>> BEGIN

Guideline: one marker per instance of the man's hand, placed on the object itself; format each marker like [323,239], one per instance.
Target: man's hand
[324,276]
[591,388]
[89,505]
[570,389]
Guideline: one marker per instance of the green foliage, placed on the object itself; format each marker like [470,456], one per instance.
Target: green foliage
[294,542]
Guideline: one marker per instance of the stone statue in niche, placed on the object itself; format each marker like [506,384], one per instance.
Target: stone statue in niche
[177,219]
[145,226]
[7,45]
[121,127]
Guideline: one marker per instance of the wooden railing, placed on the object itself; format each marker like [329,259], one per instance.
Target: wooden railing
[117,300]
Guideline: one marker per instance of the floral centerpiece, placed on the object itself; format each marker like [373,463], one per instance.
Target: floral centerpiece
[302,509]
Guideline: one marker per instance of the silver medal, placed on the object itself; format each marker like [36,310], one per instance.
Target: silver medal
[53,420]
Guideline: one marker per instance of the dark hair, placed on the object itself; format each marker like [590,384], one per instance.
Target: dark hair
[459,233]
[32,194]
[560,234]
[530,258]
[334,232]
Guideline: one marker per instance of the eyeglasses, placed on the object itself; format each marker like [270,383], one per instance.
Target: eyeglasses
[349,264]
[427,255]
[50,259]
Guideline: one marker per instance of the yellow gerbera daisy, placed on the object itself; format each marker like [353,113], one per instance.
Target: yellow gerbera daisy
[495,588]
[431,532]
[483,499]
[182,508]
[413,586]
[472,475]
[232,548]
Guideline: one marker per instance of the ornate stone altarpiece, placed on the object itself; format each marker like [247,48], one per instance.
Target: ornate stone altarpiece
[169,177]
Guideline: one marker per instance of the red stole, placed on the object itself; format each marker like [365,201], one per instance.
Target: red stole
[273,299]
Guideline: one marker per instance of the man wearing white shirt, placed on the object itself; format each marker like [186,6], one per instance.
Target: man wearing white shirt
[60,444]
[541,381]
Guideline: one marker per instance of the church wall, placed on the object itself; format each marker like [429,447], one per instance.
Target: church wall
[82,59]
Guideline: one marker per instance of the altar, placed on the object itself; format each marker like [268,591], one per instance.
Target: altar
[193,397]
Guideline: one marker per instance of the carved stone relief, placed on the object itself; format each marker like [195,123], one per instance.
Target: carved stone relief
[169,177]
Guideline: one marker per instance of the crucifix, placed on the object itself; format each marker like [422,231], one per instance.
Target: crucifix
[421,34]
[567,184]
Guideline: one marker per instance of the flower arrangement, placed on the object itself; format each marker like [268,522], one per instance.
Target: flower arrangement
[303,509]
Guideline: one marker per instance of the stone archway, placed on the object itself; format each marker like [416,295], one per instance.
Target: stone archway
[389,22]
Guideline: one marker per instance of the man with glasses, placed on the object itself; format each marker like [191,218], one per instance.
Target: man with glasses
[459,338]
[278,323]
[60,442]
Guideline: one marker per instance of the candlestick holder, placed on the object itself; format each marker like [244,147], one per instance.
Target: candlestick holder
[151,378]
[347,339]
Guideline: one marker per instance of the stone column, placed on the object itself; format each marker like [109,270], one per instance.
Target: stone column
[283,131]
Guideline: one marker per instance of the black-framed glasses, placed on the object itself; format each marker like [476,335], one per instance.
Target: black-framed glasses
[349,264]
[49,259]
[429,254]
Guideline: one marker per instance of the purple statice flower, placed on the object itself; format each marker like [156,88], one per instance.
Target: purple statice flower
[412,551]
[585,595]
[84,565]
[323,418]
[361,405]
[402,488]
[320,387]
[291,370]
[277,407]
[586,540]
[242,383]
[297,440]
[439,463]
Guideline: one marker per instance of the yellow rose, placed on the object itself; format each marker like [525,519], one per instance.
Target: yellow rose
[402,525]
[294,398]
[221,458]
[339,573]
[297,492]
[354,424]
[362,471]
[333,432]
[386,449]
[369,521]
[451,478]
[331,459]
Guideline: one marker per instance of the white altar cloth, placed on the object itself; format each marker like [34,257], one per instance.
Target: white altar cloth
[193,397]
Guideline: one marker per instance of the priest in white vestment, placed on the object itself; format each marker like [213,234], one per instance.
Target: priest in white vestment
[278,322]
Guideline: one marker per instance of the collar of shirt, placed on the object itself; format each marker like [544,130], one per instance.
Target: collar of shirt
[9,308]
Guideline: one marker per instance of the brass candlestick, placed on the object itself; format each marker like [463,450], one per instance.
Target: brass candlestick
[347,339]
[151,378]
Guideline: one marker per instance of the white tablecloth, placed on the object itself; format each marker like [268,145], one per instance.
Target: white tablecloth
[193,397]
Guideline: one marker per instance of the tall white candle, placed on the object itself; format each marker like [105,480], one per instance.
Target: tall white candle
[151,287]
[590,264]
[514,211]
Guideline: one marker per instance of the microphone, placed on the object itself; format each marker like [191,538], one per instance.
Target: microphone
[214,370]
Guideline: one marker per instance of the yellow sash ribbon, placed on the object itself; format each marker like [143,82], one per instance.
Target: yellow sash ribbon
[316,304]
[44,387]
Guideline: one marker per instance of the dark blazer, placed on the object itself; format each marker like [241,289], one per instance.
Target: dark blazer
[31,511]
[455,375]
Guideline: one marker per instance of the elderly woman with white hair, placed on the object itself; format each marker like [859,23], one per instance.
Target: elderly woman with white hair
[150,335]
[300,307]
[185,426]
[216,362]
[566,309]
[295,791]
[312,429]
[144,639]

>> END
>> BEGIN

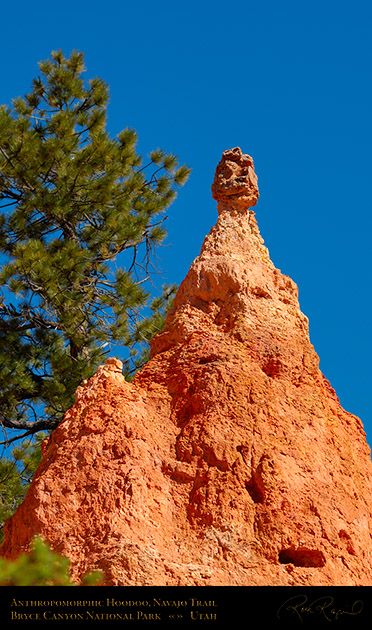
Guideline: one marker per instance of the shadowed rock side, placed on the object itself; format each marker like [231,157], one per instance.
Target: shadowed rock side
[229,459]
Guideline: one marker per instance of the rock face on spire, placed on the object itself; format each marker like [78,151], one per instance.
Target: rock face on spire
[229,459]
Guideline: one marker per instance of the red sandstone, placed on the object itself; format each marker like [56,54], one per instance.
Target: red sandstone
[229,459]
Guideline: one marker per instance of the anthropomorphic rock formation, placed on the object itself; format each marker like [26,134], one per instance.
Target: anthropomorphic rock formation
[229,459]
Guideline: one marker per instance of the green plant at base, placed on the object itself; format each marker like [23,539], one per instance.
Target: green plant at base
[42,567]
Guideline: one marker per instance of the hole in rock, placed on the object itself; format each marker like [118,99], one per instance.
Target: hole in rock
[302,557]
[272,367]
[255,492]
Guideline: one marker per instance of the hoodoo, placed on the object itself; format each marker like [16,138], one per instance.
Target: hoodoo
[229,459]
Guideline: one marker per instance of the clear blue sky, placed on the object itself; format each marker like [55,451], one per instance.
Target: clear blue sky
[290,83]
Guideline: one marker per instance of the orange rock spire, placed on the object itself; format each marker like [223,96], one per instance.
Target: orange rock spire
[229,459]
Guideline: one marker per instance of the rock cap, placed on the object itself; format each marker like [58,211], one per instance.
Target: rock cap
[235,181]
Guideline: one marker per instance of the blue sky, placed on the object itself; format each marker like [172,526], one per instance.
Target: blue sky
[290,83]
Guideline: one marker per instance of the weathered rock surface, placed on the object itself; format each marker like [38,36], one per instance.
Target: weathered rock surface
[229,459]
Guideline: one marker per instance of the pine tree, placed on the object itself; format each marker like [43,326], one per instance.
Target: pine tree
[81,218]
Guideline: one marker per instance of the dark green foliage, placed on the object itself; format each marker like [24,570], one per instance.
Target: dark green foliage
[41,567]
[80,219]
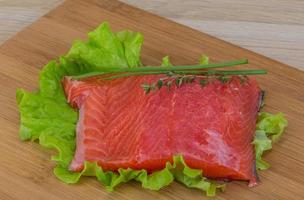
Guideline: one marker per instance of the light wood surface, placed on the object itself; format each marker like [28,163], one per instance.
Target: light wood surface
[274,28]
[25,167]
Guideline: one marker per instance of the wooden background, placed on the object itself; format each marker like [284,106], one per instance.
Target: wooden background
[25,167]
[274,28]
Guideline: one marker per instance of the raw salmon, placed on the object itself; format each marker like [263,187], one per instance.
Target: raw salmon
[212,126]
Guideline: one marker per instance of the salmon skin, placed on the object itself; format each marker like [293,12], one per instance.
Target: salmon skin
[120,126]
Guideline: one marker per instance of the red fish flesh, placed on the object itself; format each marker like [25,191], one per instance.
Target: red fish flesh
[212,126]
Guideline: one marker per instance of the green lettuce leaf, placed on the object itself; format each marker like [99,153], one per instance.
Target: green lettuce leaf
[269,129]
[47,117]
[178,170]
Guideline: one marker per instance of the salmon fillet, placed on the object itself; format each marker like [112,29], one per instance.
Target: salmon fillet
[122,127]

>> END
>> BEGIN

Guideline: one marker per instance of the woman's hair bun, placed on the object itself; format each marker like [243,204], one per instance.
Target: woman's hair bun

>> END

Copy out every line above that contains the string "silver", matching case exactly.

Guideline: one marker per instance of the silver medal, placed on the object itself; format each marker like [36,310], one per instance.
Target: silver medal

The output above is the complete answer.